▶ **What you need to do**
Would you write out each item below exactly as it appears, character for character?

▶ **Shape annotation items**
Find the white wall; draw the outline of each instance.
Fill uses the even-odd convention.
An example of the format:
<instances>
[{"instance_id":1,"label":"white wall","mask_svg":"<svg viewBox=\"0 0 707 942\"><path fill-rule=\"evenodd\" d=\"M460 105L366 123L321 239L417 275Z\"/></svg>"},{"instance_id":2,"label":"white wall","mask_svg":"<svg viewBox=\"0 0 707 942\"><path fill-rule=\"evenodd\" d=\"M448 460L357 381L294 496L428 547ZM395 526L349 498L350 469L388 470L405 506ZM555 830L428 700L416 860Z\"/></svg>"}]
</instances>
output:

▶ **Problem solution**
Find the white wall; draw the outline of each instance.
Fill uses the even-odd convention.
An example of the format:
<instances>
[{"instance_id":1,"label":"white wall","mask_svg":"<svg viewBox=\"0 0 707 942\"><path fill-rule=\"evenodd\" d=\"M460 105L366 123L321 239L417 275Z\"/></svg>"},{"instance_id":2,"label":"white wall","mask_svg":"<svg viewBox=\"0 0 707 942\"><path fill-rule=\"evenodd\" d=\"M448 460L357 381L294 496L428 547ZM395 526L349 498L350 469L388 470L405 506ZM555 830L428 700L416 860Z\"/></svg>"}]
</instances>
output:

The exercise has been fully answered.